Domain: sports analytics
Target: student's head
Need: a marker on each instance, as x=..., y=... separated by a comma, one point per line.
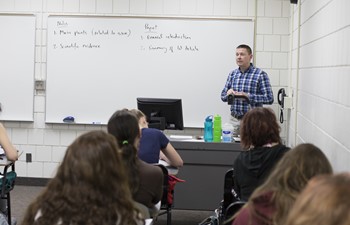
x=89, y=156
x=325, y=201
x=259, y=126
x=123, y=125
x=141, y=117
x=90, y=186
x=291, y=175
x=243, y=56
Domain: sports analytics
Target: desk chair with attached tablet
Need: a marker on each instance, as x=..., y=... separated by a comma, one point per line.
x=165, y=205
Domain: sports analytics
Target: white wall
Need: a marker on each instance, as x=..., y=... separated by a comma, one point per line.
x=47, y=143
x=321, y=84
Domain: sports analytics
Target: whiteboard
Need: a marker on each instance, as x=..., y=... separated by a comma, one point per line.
x=17, y=38
x=97, y=65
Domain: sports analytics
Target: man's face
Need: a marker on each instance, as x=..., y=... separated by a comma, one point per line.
x=243, y=58
x=143, y=122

========================================================================

• **Problem details**
In the material above, locate the line containing "Target: desk chair with attached tablet" and the line containing "Target: whiteboard". Transcribe exactly those two lines and every line between them, and nothing more.

• **Answer to the problem**
Target: desk chair with attached tablet
Need: a marker on each instance, as x=..., y=... separated by a comma, one point per line.
x=165, y=205
Domain: sports analytics
Target: white wall
Need: a marker on each instance, as x=..., y=... separated by a comma, one point per line.
x=47, y=143
x=321, y=84
Domain: sports analytics
Target: whiteboard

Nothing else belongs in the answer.